* EXERCISE BRIEF *
Rewrite the lines from the line containing "In this exercise you will put a dot on the man's" through the end of the lines, replacing "plastic bottle" with "glass bottle" and keeping everything else the same.

* LISTING *
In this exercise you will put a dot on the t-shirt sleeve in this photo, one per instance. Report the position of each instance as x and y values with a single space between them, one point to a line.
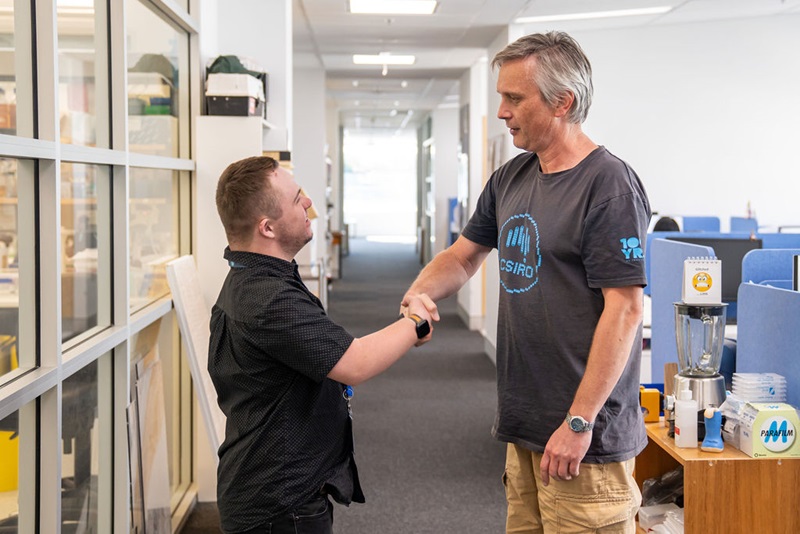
482 226
614 237
294 330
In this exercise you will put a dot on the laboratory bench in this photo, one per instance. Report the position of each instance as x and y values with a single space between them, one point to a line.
728 491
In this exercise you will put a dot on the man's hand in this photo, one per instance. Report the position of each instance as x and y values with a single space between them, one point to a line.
423 306
563 454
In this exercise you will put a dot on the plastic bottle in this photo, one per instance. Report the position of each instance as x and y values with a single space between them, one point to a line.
685 420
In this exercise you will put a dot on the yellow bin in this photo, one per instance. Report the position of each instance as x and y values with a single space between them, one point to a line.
9 461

* CORRECT OUTPUT *
In this exercise you will put a dot on the man's hand in this photo, one per instance. Report the position of each instance as x and y values with a single space between them, one point to a line.
423 306
563 454
In this exercise you will put a dot on the glass bottle in this photo, one per instance. Report the position of each instance as x and y values with a single space between them, one point to a line.
685 420
In this exercise you will put a dot on the yellow bin in this photo, one per instance. Report the position of each instance as x and y values with a single space between them, one point to a line.
9 461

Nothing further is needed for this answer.